The exercise
Rewrite everything in the records below from the line containing "Localize mint leaf." down to the line containing "332;114;523;278", with "buttercream" changed to "cream cheese" and everything else left unchanged. Return only those lines.

Input for this task
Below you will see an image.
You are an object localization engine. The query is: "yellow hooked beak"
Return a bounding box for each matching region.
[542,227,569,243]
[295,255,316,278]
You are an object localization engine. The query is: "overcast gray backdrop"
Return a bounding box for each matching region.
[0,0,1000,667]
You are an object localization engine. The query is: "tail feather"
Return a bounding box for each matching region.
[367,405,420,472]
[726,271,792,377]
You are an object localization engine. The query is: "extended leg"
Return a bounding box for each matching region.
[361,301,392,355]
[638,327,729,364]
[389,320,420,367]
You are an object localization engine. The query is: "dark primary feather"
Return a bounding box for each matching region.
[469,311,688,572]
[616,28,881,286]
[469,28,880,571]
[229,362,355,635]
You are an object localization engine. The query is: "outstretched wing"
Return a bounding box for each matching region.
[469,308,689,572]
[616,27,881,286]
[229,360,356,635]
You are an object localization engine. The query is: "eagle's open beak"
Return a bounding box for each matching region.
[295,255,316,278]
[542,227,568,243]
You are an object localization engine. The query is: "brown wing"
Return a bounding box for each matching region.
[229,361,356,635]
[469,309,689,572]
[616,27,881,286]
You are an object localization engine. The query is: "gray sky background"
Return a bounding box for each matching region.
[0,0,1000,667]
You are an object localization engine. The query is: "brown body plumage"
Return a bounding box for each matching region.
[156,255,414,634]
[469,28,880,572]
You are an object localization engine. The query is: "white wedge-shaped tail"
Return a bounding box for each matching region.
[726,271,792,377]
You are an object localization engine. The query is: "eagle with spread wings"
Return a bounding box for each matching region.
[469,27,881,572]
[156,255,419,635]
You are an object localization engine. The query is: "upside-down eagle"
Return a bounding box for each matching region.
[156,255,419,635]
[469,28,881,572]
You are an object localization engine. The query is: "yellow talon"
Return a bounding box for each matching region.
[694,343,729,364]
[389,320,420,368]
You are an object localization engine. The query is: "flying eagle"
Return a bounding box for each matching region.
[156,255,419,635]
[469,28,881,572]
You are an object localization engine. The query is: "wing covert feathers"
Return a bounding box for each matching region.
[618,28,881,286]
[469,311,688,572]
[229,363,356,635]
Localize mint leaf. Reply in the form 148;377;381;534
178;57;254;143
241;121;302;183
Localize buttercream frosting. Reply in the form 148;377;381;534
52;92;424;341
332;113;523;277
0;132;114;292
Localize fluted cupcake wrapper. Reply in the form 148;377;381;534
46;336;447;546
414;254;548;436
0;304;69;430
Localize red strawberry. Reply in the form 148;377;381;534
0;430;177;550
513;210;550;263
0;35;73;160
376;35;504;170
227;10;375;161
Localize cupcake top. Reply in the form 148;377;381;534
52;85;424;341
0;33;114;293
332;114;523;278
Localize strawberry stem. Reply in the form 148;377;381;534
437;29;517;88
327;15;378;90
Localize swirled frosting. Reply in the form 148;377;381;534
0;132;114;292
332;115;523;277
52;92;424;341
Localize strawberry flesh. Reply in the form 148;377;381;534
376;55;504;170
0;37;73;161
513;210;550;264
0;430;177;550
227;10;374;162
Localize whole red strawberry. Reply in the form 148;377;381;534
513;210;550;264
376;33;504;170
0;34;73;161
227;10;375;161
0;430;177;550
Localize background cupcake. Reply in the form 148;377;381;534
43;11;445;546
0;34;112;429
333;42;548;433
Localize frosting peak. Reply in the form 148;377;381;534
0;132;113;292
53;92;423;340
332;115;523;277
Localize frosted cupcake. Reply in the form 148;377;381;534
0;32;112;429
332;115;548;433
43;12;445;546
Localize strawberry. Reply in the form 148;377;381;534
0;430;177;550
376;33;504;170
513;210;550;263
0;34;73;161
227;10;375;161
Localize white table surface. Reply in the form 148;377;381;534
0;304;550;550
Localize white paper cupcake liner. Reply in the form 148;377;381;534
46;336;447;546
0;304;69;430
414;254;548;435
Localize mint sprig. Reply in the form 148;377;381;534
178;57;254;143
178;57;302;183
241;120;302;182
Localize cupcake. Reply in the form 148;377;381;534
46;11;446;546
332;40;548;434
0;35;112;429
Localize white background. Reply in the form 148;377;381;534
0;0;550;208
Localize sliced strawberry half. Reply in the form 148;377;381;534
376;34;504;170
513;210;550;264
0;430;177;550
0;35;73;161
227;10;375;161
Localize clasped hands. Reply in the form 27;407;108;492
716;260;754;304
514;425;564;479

Solution to the problem
Localize mint leaf. Reply in the form 148;377;381;534
178;57;254;143
241;121;302;183
Localize cream cheese frosting. Reply in the form 148;377;381;534
52;92;424;341
332;113;523;277
0;132;114;292
Localize fluted cupcake wrapper. Reply in the form 148;377;381;534
46;336;447;546
414;254;548;436
0;304;69;430
Localize red strawberry. Reply in the form 148;377;381;534
0;430;177;550
513;210;550;263
0;35;73;160
376;35;504;170
227;10;375;161
Localize cupcake top. Reply in the form 148;377;381;534
52;85;424;341
0;33;114;293
332;114;523;278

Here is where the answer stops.